Could you retype all of the entries below word for word?

[[ Data in this exercise open ]]

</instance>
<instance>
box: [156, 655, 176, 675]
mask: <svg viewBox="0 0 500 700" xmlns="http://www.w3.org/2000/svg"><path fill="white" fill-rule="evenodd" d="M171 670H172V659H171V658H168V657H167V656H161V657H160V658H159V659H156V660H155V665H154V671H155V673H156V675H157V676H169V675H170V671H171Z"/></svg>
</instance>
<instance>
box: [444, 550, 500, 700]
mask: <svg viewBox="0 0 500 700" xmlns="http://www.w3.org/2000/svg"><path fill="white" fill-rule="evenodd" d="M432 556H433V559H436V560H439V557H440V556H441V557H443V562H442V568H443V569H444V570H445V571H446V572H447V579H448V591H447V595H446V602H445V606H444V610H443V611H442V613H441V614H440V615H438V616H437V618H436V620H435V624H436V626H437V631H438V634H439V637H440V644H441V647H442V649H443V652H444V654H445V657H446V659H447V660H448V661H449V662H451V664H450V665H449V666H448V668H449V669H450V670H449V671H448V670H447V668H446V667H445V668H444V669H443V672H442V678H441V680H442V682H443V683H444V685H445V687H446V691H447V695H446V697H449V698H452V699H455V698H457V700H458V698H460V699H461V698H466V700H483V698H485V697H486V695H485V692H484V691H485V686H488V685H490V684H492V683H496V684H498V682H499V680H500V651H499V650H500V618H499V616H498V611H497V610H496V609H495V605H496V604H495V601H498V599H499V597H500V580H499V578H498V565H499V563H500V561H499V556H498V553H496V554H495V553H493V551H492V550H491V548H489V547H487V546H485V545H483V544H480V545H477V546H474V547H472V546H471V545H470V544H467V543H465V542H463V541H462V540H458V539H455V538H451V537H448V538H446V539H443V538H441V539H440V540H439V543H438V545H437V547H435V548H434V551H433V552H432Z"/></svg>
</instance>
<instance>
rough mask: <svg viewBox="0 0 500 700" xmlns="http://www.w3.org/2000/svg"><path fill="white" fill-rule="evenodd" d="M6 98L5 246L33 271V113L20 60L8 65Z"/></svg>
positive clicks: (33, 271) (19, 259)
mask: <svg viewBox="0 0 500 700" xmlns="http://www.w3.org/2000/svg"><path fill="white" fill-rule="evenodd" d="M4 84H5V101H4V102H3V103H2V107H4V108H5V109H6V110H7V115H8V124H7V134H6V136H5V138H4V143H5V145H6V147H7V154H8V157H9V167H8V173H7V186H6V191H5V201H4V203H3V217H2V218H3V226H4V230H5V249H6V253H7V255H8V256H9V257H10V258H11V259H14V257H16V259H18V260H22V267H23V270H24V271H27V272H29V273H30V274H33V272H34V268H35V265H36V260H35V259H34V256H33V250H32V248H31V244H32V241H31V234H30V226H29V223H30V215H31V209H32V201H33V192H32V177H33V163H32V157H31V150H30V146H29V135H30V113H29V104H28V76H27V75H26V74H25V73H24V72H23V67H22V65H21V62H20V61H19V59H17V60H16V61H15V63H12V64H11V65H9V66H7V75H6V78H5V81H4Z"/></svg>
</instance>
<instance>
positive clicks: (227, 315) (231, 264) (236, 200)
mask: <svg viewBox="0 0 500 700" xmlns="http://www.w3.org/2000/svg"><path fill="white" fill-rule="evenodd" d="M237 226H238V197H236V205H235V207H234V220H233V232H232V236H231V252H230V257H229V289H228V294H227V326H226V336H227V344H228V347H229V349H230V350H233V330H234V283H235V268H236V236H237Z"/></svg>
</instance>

[[ Data in this exercise closed ]]

Answer to this task:
</instance>
<instance>
box: [156, 655, 176, 675]
mask: <svg viewBox="0 0 500 700" xmlns="http://www.w3.org/2000/svg"><path fill="white" fill-rule="evenodd" d="M171 670H172V659H171V658H168V657H167V656H161V657H160V658H159V659H156V660H155V665H154V671H155V673H156V675H157V676H169V675H170V671H171Z"/></svg>
</instance>
<instance>
box: [444, 550, 500, 700]
mask: <svg viewBox="0 0 500 700" xmlns="http://www.w3.org/2000/svg"><path fill="white" fill-rule="evenodd" d="M432 556H433V559H436V560H439V557H440V556H441V557H443V562H442V568H443V569H444V570H445V571H446V572H447V579H448V591H447V595H446V602H445V606H444V610H443V611H442V613H441V614H440V615H438V616H437V618H436V620H435V624H436V626H437V631H438V634H439V637H440V644H441V647H442V649H443V652H444V654H445V657H446V659H447V660H448V661H449V662H451V664H450V665H449V666H448V668H449V669H450V670H449V671H448V670H447V668H446V667H445V668H444V669H443V672H442V678H441V680H442V682H443V683H444V685H445V687H446V691H447V695H446V697H449V698H452V699H455V698H457V700H458V698H460V699H461V698H466V700H483V698H485V697H486V695H485V692H484V691H485V686H488V685H490V684H492V683H496V684H498V682H499V680H500V651H499V650H500V618H499V616H498V611H497V610H496V609H495V605H496V604H495V601H498V599H499V597H500V580H499V578H498V565H499V563H500V561H499V556H498V553H496V554H495V553H493V551H492V550H491V548H489V547H487V546H485V545H483V544H480V545H477V546H474V547H472V546H471V545H470V544H467V543H465V542H463V541H462V540H458V539H455V538H451V537H448V538H446V539H443V538H441V539H440V540H439V543H438V545H437V547H435V548H434V551H433V552H432Z"/></svg>
</instance>
<instance>
rough mask: <svg viewBox="0 0 500 700" xmlns="http://www.w3.org/2000/svg"><path fill="white" fill-rule="evenodd" d="M6 98L5 246L33 271V113L20 60L8 65Z"/></svg>
positive clicks: (33, 271) (19, 259)
mask: <svg viewBox="0 0 500 700" xmlns="http://www.w3.org/2000/svg"><path fill="white" fill-rule="evenodd" d="M4 84H5V101H4V102H3V103H2V107H4V108H5V109H6V110H7V115H8V124H7V134H6V136H5V138H4V143H5V145H6V147H7V154H8V157H9V167H8V173H7V186H6V191H5V201H4V203H3V217H2V218H3V226H4V230H5V249H6V253H7V255H8V256H9V257H10V258H11V259H14V257H16V259H18V260H22V267H23V270H24V271H27V272H29V273H30V274H33V272H34V268H35V265H36V260H35V259H34V256H33V250H32V248H31V244H32V241H31V234H30V226H29V223H30V215H31V209H32V201H33V192H32V177H33V163H32V157H31V150H30V146H29V135H30V113H29V104H28V76H27V75H26V74H25V73H24V72H23V67H22V65H21V62H20V61H19V59H17V60H16V61H15V63H12V64H11V65H9V66H7V75H6V78H5V81H4Z"/></svg>
</instance>
<instance>
positive clicks: (227, 315) (231, 264) (236, 200)
mask: <svg viewBox="0 0 500 700" xmlns="http://www.w3.org/2000/svg"><path fill="white" fill-rule="evenodd" d="M237 226H238V197H236V205H235V207H234V220H233V232H232V236H231V252H230V257H229V289H228V294H227V326H226V336H227V344H228V347H229V349H230V350H233V330H234V283H235V268H236V236H237Z"/></svg>
</instance>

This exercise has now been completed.